- _Exercise requirements_
Copy nothing but the text: reproduce each line of the listing exactly and leave the pictures out.
-- START OF Data --
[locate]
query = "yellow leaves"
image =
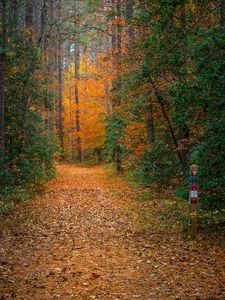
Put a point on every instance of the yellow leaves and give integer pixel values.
(93, 87)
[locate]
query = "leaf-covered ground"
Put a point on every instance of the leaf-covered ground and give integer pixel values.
(80, 240)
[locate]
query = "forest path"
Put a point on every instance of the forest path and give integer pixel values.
(78, 241)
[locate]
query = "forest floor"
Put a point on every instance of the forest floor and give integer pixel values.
(85, 238)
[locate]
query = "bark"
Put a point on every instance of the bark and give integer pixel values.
(77, 76)
(150, 124)
(71, 120)
(60, 97)
(129, 15)
(222, 12)
(29, 17)
(15, 7)
(2, 78)
(160, 100)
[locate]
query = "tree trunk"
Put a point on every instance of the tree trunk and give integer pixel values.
(77, 76)
(15, 7)
(60, 104)
(129, 15)
(71, 119)
(2, 78)
(150, 124)
(222, 13)
(29, 17)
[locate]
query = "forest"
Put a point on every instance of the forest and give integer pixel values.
(136, 83)
(135, 87)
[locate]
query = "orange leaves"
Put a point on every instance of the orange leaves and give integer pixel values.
(93, 86)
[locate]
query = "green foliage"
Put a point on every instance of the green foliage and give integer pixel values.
(182, 64)
(114, 134)
(29, 148)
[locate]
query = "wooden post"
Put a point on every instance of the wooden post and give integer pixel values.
(193, 202)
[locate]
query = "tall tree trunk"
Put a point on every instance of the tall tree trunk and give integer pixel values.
(77, 77)
(15, 7)
(60, 97)
(2, 78)
(29, 17)
(71, 119)
(222, 12)
(129, 15)
(150, 124)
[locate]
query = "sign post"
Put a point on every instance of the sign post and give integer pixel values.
(193, 202)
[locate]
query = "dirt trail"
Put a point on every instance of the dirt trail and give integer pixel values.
(78, 241)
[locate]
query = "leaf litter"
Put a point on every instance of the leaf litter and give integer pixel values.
(79, 240)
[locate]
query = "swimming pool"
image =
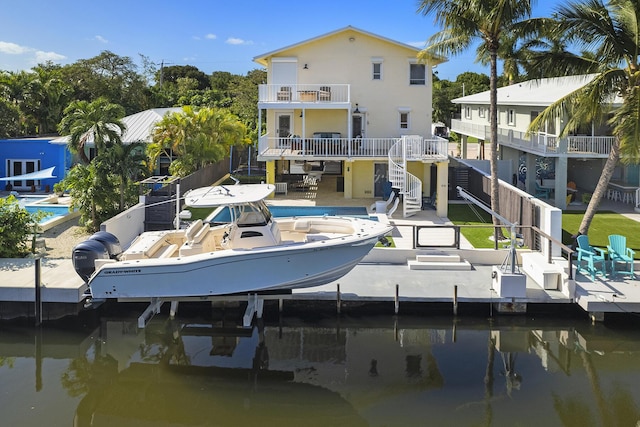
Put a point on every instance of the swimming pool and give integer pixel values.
(223, 215)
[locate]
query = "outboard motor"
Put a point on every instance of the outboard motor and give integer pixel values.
(109, 241)
(84, 256)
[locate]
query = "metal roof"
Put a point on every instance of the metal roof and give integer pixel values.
(262, 59)
(139, 126)
(540, 92)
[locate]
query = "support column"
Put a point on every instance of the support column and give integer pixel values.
(463, 146)
(561, 182)
(530, 181)
(442, 185)
(347, 171)
(271, 174)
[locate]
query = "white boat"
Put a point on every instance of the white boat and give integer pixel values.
(254, 252)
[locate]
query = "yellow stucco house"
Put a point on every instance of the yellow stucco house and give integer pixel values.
(356, 105)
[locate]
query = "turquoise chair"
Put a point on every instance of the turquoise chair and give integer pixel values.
(591, 256)
(619, 252)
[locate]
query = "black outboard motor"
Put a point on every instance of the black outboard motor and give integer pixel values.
(109, 241)
(84, 256)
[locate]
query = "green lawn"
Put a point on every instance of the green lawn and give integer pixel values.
(604, 224)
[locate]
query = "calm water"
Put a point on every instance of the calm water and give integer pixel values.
(373, 371)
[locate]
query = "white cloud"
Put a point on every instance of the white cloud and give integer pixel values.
(13, 49)
(48, 56)
(237, 41)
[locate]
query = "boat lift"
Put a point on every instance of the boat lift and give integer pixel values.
(510, 261)
(255, 305)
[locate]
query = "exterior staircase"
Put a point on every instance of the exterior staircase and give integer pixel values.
(409, 186)
(438, 260)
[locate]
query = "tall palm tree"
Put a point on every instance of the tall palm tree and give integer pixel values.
(99, 120)
(465, 22)
(197, 137)
(607, 35)
(126, 161)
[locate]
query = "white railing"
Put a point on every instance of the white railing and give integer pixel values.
(590, 144)
(538, 142)
(305, 93)
(325, 147)
(418, 148)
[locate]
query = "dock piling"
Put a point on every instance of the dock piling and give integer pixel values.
(455, 300)
(397, 299)
(38, 297)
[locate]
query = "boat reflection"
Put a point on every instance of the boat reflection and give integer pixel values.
(365, 371)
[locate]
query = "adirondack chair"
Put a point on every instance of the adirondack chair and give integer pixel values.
(591, 256)
(618, 252)
(542, 191)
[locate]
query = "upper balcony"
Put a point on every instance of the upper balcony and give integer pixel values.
(577, 146)
(322, 95)
(420, 149)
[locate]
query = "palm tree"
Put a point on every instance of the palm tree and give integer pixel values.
(466, 22)
(126, 161)
(198, 138)
(607, 34)
(99, 120)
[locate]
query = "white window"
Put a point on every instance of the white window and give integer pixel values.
(417, 74)
(376, 68)
(404, 120)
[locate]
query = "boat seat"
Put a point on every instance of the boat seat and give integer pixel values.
(193, 229)
(197, 238)
(301, 225)
(315, 237)
(166, 251)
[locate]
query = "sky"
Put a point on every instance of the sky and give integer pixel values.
(212, 35)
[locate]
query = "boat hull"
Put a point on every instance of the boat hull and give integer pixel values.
(297, 265)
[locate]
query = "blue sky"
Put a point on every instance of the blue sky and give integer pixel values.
(212, 35)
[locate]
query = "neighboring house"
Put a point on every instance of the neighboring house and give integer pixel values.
(23, 156)
(139, 128)
(341, 103)
(541, 159)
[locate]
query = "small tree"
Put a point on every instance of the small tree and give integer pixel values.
(16, 224)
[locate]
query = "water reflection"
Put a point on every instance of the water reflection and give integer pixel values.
(367, 371)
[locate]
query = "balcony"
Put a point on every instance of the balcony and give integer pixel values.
(274, 148)
(579, 146)
(305, 95)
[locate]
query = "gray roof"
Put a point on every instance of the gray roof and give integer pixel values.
(542, 92)
(139, 126)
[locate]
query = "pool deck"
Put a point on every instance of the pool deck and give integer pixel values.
(369, 281)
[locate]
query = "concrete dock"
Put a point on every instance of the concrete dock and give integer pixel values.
(387, 278)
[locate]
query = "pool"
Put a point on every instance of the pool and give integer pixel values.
(223, 215)
(55, 213)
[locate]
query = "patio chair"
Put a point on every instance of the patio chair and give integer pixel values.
(386, 206)
(619, 252)
(591, 256)
(542, 191)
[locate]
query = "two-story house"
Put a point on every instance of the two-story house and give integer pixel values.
(544, 161)
(359, 104)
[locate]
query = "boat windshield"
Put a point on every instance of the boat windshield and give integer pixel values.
(251, 214)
-- END OF Data --
- _Answer to this problem_
[locate]
query = "yellow leaves"
image =
Put a point on every instance of the yellow leaves and give integer pixel values.
(93, 87)
[locate]
query = "leaf-covered ground"
Put a point on every instance of the leaf-covered ground and give integer pixel values.
(80, 240)
[locate]
query = "forest path"
Put a point on every instance of the forest path and give integer pixel values.
(78, 241)
[locate]
query = "forest floor"
Put a point on every instance of the forest floor and give integer pixel values.
(85, 238)
[locate]
query = "bark"
Put a point on every instance of the bark and give integer pixel values.
(77, 76)
(150, 124)
(71, 120)
(60, 97)
(129, 15)
(222, 12)
(29, 17)
(15, 7)
(2, 78)
(160, 100)
[locate]
query = "tree trunk"
Put a point on every instance of the tree trunk and give integer pixel values.
(77, 76)
(15, 7)
(60, 104)
(129, 15)
(71, 119)
(2, 78)
(150, 124)
(222, 13)
(29, 17)
[locate]
query = "forest"
Put a point on every instance of the forest and give integer pixel values.
(136, 83)
(135, 87)
[locate]
query = "orange leaves"
Put a point on every instance of the orange leaves and give integer pixel values.
(93, 86)
[locate]
query = "green foliage"
Put a point on every instance of the green foliage and give integer pixel values.
(182, 64)
(114, 134)
(29, 148)
[locate]
query = "wooden post"
Put a point on every instance of the wooden post and give integer pixel values.
(193, 202)
[locate]
query = "tall tree trunk"
Put a point on every instance of the tall tree trunk and give integer pixel values.
(77, 77)
(15, 7)
(60, 97)
(2, 78)
(29, 17)
(71, 119)
(222, 12)
(129, 15)
(150, 124)
[locate]
query = "sign post"
Put a point on every instance of the sign post and give integer pixel values.
(193, 202)
[locate]
query = "dirt trail"
Put a point on every instance of the dirt trail and give integer pixel values.
(78, 241)
[locate]
query = "leaf litter"
Put a point on every instance of the leaf litter and give integer pixel values.
(79, 240)
[locate]
query = "swimming pool"
image =
Put a point on every instance of the swimming pool and give integer pixel values.
(223, 215)
[locate]
query = "outboard motor"
Put a point on every instance of the outboard motor and give integer pixel values.
(109, 241)
(84, 256)
[locate]
query = "metal roof"
Put a point on every instance of the metal roof and give integer pixel values.
(262, 59)
(139, 126)
(540, 92)
[locate]
query = "support column"
Put a point on every instance of the support column and give integer pixel values.
(463, 146)
(561, 182)
(530, 181)
(442, 185)
(347, 171)
(271, 174)
[locate]
query = "white boat"
Put a point on every instance of the white boat and give integer pixel values.
(254, 252)
[locate]
query = "yellow stucco house"
Put a point on every instance of the yellow stucco house and give integer pixel values.
(356, 105)
[locate]
query = "turquoise chair"
Put a point on every instance of the turquoise chair and give integer pixel values.
(591, 256)
(619, 252)
[locate]
query = "black outboard motor"
Put a point on every instance of the black outboard motor and give integer pixel values.
(109, 241)
(84, 256)
[locate]
query = "green lawn"
Put a point on every instance of the green lawn and give integer pixel values.
(604, 224)
[locate]
query = "calm water"
Put a point on every instance of the calm water and give integer pixel values.
(373, 371)
[locate]
query = "white cloud"
Put a point on every instance of the white cloud and give integer pixel values.
(13, 49)
(48, 56)
(237, 41)
[locate]
query = "boat lift"
Put a point on every instance of the boat lift and give integer pixel values.
(510, 261)
(255, 305)
[locate]
query = "exterior staircase"
Put a point on every instance of the exterior staircase and give integer pixel values.
(409, 186)
(438, 260)
[locate]
query = "tall palm tree"
Put a point on every instance of the tall palm tree and give integer pixel values.
(99, 120)
(465, 22)
(197, 137)
(607, 35)
(126, 161)
[locate]
query = "white railing"
Put a point on every instance of the white railing and give integer pixel values.
(590, 144)
(538, 142)
(305, 93)
(325, 147)
(418, 148)
[locate]
query = "dock piling"
Put a point on every instance of the dock piling and give integer pixel values.
(455, 300)
(397, 299)
(38, 297)
[locate]
query = "boat reflection"
Put a point on every instance of the boat reflection and give integer pixel values.
(365, 371)
[locate]
query = "adirondack chair"
Put a point on every instance of the adirondack chair and give integer pixel values.
(591, 256)
(618, 252)
(542, 191)
[locate]
query = "upper balcony"
Put a point on every instance of the upper balcony and give integer pixel values.
(577, 146)
(322, 95)
(420, 149)
[locate]
query = "palm tree"
Put a point on every instance of the palm tree and give integer pixel values.
(466, 22)
(126, 161)
(198, 138)
(607, 34)
(99, 120)
[locate]
query = "white window"
Put a point on every instance of the white window and give integer pixel values.
(417, 74)
(376, 68)
(404, 120)
[locate]
query = "boat seat"
Put a point on every instance of the boat seat and give integer pixel values.
(193, 229)
(197, 238)
(301, 225)
(315, 237)
(166, 251)
[locate]
query = "sky"
Put a point on every instance of the sky and give integer pixel values.
(212, 35)
[locate]
query = "boat hull"
Put a point on every instance of the boat hull and give integer pixel values.
(297, 265)
[locate]
query = "blue sky"
Put a point on every instance of the blue sky and give integer pixel values.
(212, 35)
[locate]
query = "neighboring house"
Put a point on every instance of the neighboring house and give integer pixel values.
(23, 156)
(139, 128)
(341, 103)
(541, 159)
[locate]
query = "small tree"
Put a point on every instance of the small tree and give integer pixel values.
(16, 224)
[locate]
query = "water reflection"
Put a point on every instance of the water reflection and give integer pixel values.
(367, 371)
[locate]
query = "balcony"
Put a point on every instance of the balcony and give integer pixel values.
(274, 148)
(579, 146)
(305, 95)
[locate]
query = "gray roof"
Put a point on every instance of the gray roof and give integer pixel values.
(542, 92)
(139, 126)
[locate]
query = "pool deck"
Put a point on every instance of the pool deck and give integer pixel values.
(369, 281)
[locate]
query = "concrete dock"
Put a point on every instance of the concrete dock and give integer pixel values.
(387, 278)
[locate]
query = "pool"
Put a point on every instance of the pool and give integer pixel values.
(223, 215)
(55, 213)
[locate]
query = "patio chair"
Put a point on every instance of the patio chair and give integer pixel values.
(386, 206)
(619, 252)
(591, 256)
(542, 191)
[locate]
query = "two-story house"
Put a point on every instance of the two-story house and give integer pixel values.
(544, 161)
(359, 104)
[locate]
query = "boat windshield"
Put a point on every instance of the boat windshield and give integer pixel values.
(251, 214)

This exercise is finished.